## Exercise objective
Locate each line in the listing below that contains the word "distant", and copy every such line in full.

* START *

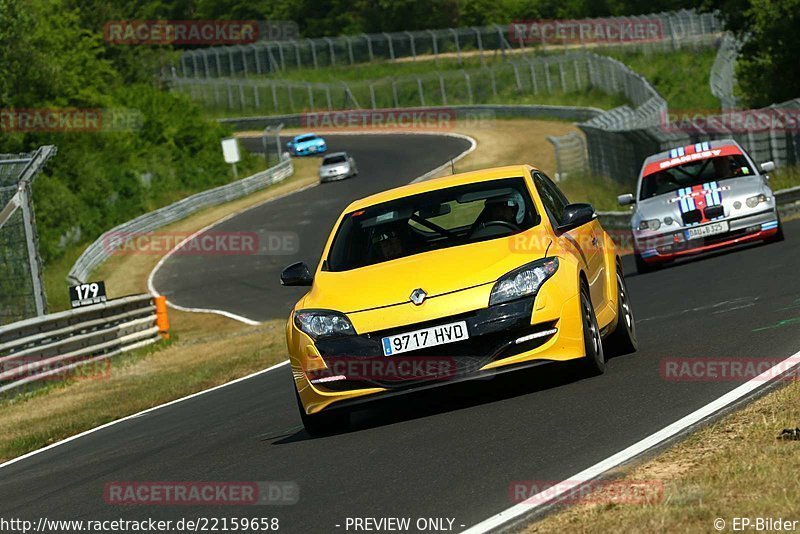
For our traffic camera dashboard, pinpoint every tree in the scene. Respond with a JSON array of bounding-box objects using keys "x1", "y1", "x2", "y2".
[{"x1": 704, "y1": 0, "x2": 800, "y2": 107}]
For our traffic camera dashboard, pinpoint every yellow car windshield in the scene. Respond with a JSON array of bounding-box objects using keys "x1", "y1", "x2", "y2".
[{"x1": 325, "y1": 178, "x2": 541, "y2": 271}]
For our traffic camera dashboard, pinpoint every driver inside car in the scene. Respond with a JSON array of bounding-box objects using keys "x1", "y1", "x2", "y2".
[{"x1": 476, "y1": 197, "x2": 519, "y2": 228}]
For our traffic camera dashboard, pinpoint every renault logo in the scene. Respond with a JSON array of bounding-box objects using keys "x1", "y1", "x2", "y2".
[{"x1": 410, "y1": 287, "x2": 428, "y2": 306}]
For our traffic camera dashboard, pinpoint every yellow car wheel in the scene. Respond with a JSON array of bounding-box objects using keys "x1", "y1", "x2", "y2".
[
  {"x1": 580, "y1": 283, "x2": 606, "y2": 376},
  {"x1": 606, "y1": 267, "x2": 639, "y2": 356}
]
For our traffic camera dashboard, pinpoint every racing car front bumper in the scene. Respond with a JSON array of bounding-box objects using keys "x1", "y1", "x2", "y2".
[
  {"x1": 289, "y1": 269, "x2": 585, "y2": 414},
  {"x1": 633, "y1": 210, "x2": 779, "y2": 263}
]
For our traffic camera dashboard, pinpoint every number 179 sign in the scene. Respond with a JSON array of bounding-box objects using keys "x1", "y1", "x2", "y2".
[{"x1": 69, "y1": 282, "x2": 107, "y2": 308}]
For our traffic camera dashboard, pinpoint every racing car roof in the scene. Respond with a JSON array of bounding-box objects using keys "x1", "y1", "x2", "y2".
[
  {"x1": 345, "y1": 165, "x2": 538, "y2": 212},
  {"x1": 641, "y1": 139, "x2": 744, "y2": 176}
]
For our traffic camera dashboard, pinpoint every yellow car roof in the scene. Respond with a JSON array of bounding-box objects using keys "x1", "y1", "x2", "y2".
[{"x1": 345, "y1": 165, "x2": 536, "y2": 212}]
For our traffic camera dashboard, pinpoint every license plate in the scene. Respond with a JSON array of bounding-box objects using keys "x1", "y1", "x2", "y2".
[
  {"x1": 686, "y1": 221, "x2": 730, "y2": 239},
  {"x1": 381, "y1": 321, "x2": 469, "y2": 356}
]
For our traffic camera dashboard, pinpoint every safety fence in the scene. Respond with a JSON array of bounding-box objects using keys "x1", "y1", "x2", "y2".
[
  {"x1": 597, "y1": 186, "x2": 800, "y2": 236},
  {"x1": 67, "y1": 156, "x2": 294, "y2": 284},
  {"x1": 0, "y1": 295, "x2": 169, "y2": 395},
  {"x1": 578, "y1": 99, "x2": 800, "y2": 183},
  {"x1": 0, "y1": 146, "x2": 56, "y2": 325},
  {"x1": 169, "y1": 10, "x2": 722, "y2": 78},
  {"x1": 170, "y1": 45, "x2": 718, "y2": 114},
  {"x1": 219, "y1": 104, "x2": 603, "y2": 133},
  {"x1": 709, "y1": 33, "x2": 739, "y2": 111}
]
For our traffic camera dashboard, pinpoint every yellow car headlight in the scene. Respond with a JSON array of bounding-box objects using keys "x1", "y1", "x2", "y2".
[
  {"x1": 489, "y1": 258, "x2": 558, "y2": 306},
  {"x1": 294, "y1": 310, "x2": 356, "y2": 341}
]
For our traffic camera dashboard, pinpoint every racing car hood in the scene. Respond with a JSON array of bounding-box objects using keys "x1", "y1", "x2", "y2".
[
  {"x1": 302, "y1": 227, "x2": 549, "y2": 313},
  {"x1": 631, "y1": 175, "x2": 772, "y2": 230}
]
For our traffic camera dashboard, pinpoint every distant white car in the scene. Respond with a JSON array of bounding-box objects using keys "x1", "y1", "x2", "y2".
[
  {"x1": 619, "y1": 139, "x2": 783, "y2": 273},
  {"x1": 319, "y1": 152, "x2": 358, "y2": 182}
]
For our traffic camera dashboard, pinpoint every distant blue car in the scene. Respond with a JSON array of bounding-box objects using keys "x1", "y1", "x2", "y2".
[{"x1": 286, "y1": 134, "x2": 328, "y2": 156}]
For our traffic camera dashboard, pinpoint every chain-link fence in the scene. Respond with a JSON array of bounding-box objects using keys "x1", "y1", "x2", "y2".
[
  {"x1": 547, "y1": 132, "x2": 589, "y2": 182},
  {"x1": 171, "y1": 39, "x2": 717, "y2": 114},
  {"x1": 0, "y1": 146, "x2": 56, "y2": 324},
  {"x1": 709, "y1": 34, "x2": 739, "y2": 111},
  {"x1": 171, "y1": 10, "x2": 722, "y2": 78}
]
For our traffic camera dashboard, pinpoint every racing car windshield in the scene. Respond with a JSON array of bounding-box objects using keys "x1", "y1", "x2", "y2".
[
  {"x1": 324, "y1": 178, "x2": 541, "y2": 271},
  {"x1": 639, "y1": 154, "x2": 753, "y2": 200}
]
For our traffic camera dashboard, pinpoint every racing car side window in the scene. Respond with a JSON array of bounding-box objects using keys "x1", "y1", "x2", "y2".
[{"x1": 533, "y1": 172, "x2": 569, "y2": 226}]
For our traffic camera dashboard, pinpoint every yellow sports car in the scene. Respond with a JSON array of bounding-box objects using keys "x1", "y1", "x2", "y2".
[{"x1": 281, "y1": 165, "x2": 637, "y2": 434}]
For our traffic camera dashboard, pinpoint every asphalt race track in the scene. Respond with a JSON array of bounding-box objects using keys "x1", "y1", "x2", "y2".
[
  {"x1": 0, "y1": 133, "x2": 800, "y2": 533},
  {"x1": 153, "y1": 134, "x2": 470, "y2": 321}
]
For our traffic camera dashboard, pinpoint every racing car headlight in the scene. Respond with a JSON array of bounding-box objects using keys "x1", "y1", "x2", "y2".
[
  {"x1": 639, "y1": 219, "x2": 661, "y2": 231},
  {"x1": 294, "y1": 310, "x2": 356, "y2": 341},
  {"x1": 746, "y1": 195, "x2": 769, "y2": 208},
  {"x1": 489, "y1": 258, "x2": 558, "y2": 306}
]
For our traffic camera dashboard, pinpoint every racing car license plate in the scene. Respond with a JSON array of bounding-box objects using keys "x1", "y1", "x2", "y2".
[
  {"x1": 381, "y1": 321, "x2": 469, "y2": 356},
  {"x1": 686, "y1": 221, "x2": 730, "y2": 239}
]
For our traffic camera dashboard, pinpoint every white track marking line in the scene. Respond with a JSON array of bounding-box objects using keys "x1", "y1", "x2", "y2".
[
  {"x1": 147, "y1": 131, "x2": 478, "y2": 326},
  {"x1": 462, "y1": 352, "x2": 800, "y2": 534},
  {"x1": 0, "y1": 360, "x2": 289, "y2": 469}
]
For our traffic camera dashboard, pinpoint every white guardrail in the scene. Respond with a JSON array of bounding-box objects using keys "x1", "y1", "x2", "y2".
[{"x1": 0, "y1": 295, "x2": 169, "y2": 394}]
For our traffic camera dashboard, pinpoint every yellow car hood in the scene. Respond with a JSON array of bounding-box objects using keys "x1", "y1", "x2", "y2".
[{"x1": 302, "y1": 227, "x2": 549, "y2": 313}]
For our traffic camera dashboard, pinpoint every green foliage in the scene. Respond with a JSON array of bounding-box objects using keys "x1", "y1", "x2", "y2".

* END *

## Expected answer
For our traffic camera dashboard, pinpoint every distant white car in the scene. Respond with a JSON array of bounding-box objects using keys "x1", "y1", "x2", "y2".
For our traffic camera dashboard, pinpoint every distant blue car in the scene. Respond with a JSON array of bounding-box objects using keys "x1", "y1", "x2", "y2".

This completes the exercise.